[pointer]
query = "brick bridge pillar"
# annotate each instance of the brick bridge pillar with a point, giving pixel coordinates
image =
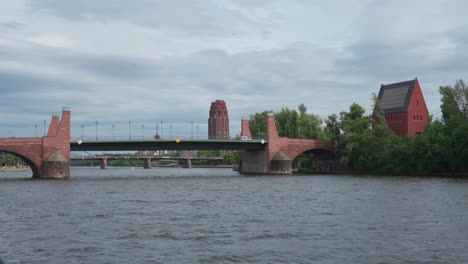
(104, 163)
(279, 153)
(147, 164)
(188, 163)
(48, 156)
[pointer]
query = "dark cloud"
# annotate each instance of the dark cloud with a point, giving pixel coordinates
(143, 61)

_ _ _ _ _

■ **What you have to do**
Reproduce the listing above with each "annotate" swapped for "mark" and everything else kept the same, and leave the pictures out.

■ **Answer to this task**
[pointer]
query = "brick bridge pillar"
# mark each instance of the brick bridge pillar with a point, giving pixel coordinates
image =
(104, 163)
(279, 153)
(147, 164)
(188, 163)
(48, 156)
[pointer]
query = "dark cloud"
# mark each instance of the dark cloud with a point, giving pixel coordinates
(143, 61)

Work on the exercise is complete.